Give back exactly the lines that start at the one containing "Each instance receives one keypoint. Put a point on the woven" and run to the end of the material below, both ends included.

INFORMATION SUPPLIED START

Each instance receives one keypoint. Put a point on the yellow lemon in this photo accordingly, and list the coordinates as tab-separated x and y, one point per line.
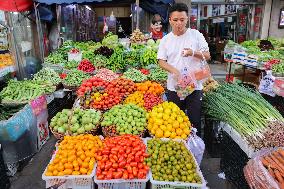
179	132
175	125
160	109
173	135
159	133
167	134
182	125
166	116
186	130
169	127
163	127
179	119
159	115
184	136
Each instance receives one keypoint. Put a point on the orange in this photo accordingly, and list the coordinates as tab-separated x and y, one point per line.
83	156
55	173
87	159
61	173
60	168
68	166
76	173
79	161
67	171
48	173
85	164
83	170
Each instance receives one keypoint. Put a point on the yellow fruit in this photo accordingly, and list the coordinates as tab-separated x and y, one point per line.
169	127
179	119
167	134
175	125
186	131
184	136
179	132
159	133
173	135
160	109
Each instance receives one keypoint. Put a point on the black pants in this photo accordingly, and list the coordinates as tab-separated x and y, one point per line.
191	105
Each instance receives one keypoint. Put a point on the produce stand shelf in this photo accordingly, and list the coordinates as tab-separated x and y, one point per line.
233	160
4	71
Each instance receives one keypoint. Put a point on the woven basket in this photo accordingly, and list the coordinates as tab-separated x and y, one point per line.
72	88
107	133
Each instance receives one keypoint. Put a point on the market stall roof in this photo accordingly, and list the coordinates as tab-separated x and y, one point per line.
16	5
89	1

INFORMATION SUPPLIED END

WRITTEN REPLY
Each instance receives one keypoint. Put a point on the woven basket in this photo accordingly, and list the coordinates as tab-separated x and y, one point per line.
72	88
107	133
Each instance receives one keypoint. Put a point on the market stall roof in this photo accordingly, and list the coordinates as tab-separated x and y, one point per line.
16	5
89	1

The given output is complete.